-- Start of PAGE EXTRACT --
The Ramoses remained in the same home after she developed dementia in her early 60s. Leininger eventually moved in to help with care for her mom, who died at 85 in 2020, while her dad continued to paint in his home studio. The three would have lunch together each day.

“Very few people that I know actually wake up every morning and love going to do what they call work,” Leininger said. “I don’t think my father thought of it as his work. He couldn’t get to his canvasses soon enough.”

Ramos’ legacy

Leininger, who lives in Danville, has continued her parents’ work as founder and CEO of the Mel and Leta Ramos Family Foundation. She worked with the Crocker to launch a virtual education center last November that provides art curriculum to classrooms. She sees her father’s support of education as a major part of his legacy.
-- End of PAGE EXTRACT --
-- Start of DATA PROVIDED --
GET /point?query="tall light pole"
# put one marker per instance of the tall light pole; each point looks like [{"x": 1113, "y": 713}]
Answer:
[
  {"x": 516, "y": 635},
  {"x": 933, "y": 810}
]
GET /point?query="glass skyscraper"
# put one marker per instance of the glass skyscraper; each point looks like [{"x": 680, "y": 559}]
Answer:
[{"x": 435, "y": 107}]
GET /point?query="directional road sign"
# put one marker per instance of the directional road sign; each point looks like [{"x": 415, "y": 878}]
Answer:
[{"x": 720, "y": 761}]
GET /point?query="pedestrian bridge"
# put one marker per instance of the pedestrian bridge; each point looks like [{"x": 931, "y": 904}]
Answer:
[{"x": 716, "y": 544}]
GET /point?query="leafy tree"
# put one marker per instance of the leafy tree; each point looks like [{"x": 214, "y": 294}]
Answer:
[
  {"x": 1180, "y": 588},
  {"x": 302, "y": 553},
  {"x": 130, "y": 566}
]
-- End of DATA PROVIDED --
• TASK INSTRUCTIONS
Proceed with the article about the Ramos family, writing on from the end of its last sentence.

• EXPECTED ANSWER
That said, interest in work by artists like Ramos and Thiebaud has remained and could even be growing. When Leininger spoke to The Bee in late March, she said she’d just returned from a show in Paris that included 21 of her father’s works and that she would soon be heading to Zürich.

Meanwhile, Thiebaud has a show at Fondation Beyeler in Basel, Switzerland that runs through May 21. Bult said he also had a show lined up in London and had drawn interest from galleries or auction houses in Seoul, Hong Kong, and New York. He said there’s a big market currently for California art.

Shields isn’t surprised to see the burgeoning international interest in artists like Ramos and Thiebaud, saying, “A lot of the world’s still kind of waking up to them.”